▸ **Short task**
Print the listing in its entirety and exactly, leaving out images.

>> begin Data supplied

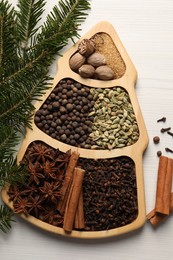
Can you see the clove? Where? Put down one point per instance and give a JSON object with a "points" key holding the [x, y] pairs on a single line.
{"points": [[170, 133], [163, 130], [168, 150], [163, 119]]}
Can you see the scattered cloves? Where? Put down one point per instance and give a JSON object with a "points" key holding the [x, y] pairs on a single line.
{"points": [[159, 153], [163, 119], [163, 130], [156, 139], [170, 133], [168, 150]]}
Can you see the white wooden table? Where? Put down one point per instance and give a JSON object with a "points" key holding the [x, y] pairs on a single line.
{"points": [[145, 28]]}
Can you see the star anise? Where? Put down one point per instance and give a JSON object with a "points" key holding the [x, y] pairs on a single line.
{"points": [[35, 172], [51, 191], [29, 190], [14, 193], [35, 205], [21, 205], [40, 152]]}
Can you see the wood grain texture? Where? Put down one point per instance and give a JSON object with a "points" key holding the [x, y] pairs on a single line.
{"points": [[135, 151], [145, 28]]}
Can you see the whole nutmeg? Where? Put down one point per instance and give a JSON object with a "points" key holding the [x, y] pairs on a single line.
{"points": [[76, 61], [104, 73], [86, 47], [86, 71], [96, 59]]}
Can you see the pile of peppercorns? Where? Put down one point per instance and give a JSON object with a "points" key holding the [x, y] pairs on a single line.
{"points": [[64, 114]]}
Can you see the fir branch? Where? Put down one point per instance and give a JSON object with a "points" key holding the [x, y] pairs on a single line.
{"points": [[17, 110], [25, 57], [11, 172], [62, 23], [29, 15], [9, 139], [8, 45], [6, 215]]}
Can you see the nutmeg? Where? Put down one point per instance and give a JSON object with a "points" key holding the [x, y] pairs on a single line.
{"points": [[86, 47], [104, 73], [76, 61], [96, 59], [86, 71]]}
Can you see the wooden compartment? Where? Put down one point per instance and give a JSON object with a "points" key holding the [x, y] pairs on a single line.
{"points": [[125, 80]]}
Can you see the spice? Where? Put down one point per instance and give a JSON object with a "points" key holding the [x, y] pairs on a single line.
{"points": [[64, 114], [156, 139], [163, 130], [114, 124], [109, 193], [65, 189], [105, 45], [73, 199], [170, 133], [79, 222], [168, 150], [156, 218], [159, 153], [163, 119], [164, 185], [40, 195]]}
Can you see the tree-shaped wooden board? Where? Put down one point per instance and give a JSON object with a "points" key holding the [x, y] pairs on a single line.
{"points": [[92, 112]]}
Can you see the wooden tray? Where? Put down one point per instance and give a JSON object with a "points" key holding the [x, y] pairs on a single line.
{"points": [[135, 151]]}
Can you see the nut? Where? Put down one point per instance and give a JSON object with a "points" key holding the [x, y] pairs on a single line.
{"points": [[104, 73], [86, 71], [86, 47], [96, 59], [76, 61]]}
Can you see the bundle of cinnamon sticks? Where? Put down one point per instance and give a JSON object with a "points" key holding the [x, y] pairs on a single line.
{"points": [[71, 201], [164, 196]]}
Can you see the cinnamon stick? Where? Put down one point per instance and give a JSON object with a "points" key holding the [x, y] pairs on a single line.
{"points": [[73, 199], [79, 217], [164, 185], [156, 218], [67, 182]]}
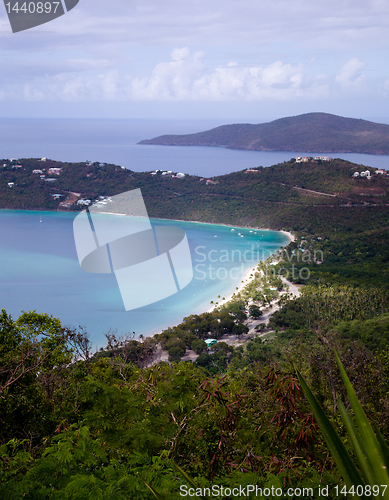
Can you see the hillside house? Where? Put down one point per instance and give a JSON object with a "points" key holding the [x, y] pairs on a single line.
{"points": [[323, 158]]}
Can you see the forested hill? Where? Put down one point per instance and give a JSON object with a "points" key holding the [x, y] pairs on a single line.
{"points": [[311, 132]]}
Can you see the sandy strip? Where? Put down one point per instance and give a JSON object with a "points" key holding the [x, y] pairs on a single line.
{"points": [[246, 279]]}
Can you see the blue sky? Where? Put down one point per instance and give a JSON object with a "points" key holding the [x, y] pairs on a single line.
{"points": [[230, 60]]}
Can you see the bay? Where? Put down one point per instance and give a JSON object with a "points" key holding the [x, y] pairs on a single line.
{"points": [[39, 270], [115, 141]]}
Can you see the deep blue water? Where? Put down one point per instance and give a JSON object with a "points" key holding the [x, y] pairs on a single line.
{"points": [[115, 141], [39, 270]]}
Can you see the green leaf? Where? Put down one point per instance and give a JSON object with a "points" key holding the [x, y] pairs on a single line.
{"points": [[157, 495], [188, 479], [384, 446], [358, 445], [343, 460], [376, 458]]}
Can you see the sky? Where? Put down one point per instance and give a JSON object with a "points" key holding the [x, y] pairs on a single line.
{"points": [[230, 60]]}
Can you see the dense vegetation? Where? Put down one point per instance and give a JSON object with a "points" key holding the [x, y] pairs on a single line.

>> end Data supplied

▸ **Result**
Can you see the clove? Where? Put down one point per instance and give a JSON object with a "points" key holding the [x, y] pairs on a single line.
{"points": [[170, 133], [163, 130], [168, 150], [163, 119]]}
Can you see the scattered cloves? Where? Put down one point per instance and give a JSON object with a "points" key holding the [x, y] pairs on a single line.
{"points": [[159, 153], [163, 119], [163, 130], [156, 139], [170, 133], [168, 150]]}
Can you see the white wooden table? Where? Put down one point per instance and give a JSON object with a "points" key holding the [x, y] pairs on a single line.
{"points": [[145, 28]]}
Can you see the star anise? Where? Put down one point per instance and give a JSON object with a "points" key holding the [x, y] pairs on a single line.
{"points": [[35, 172], [51, 191], [29, 190], [14, 193], [35, 205], [21, 205], [40, 152]]}
Can you see the wood grain texture? Where? Put down one point per instance and give a JSON object with a "points" key holding the [x, y] pairs on a single line.
{"points": [[135, 151], [145, 28]]}
Can you see the whole nutmeg? Where? Put down one point per instance and give a JSON object with a "points" key holding the [x, y] pairs on a single line.
{"points": [[76, 61], [104, 73], [86, 47], [86, 71], [96, 59]]}
Can you see the pile of peppercorns? Where? Put down one point per instance and give a JSON object with a "points" key holding the [x, y] pairs on a single line.
{"points": [[64, 114]]}
Can you see the fir branch? Where? Put down one point per instance and give a JSON object with a "points" key holding the [x, y] pairs on a single line.
{"points": [[17, 110], [25, 57], [11, 172], [62, 23], [29, 15], [9, 139], [8, 45], [6, 215]]}
Can you see the nutmeg? Where? Put down one point per instance and give a JSON object with a "points" key holding the [x, y] pairs on a single line.
{"points": [[86, 47], [104, 73], [76, 61], [96, 59], [86, 71]]}
Can you see the wooden compartment? Where? Put down one point per instance and give a JSON object with a "points" key holding the [x, y] pairs on a single line.
{"points": [[125, 80]]}
Can you see the spice? Where? Put down one point per instance and give a JSON object with a "points" key holding the [x, y] pairs on a single line.
{"points": [[64, 114], [156, 139], [163, 130], [114, 124], [109, 193], [65, 189], [105, 45], [73, 199], [170, 133], [79, 222], [168, 150], [156, 218], [159, 153], [163, 119], [164, 185], [40, 195]]}
Can you see the tree-shaped wooden board? Where? Put down one point per instance and give a JSON object with a "points" key holding the [x, y] pairs on a single line.
{"points": [[92, 112]]}
Can you see the wooden tray? Where? Put down one point per instance and give a JSON object with a "points" key holding the [x, y] pairs on a single line.
{"points": [[135, 151]]}
Can you see the nut? Where? Put down one point per instance and give a JSON object with a "points" key holding the [x, y] pairs on a single line.
{"points": [[104, 73], [86, 71], [86, 47], [96, 59], [76, 61]]}
Can you see the bundle of cinnamon sticks? Where? Put down one point per instance and give a JSON object with a "points" key holding the [x, y] pairs on a single line.
{"points": [[71, 201], [164, 196]]}
Can you see the cinnamon stick? Where? Put down one point per instance and give a JSON object with a "points" key holding the [x, y] pairs on a single line.
{"points": [[73, 199], [79, 217], [164, 185], [156, 218], [67, 182]]}
Can you see the hillside house? Where? Put down one point per instance and give a JSON object with a "points" key holding the [x, y] pairs on a single line.
{"points": [[323, 158]]}
Can you see the forested hill? Where? Put down one point per instance and give a JSON object with a "points" key holding the [x, y] pairs on a single line.
{"points": [[311, 132]]}
Can you see the sandy strip? Where? Put down one point per instance and give a JSON object with a "points" key holding the [x, y] pairs on a single line.
{"points": [[246, 279]]}
Can you see the blue sky? Where? Put down one point per instance and give a JSON object with a "points" key holding the [x, y] pairs on a single line.
{"points": [[230, 60]]}
Can you see the bay? Where? Put down one point per instance and give a JSON object with a "points" key holding the [x, y] pairs on a single line.
{"points": [[39, 270], [115, 141]]}
Can you see the deep blue water? Where? Put down one point per instance and give a JSON object with a "points" key holding the [x, y] pairs on a single line.
{"points": [[115, 141], [39, 270]]}
Can you see the green leaf? Where? Put down one point per instance and give a JSON object with a "points" key holding the [x, y] pairs on a single line.
{"points": [[157, 495], [188, 479], [384, 446], [358, 445], [343, 460], [376, 458]]}
Can you see the sky? Where? Put down one point per instance and give a JSON object with a "points" key holding the [x, y] pairs on a single line.
{"points": [[230, 60]]}
Can you see the dense vegetation? Where? Put down one point per instance and give a JSON object with a "points" key holding the [x, y] pairs on a single line.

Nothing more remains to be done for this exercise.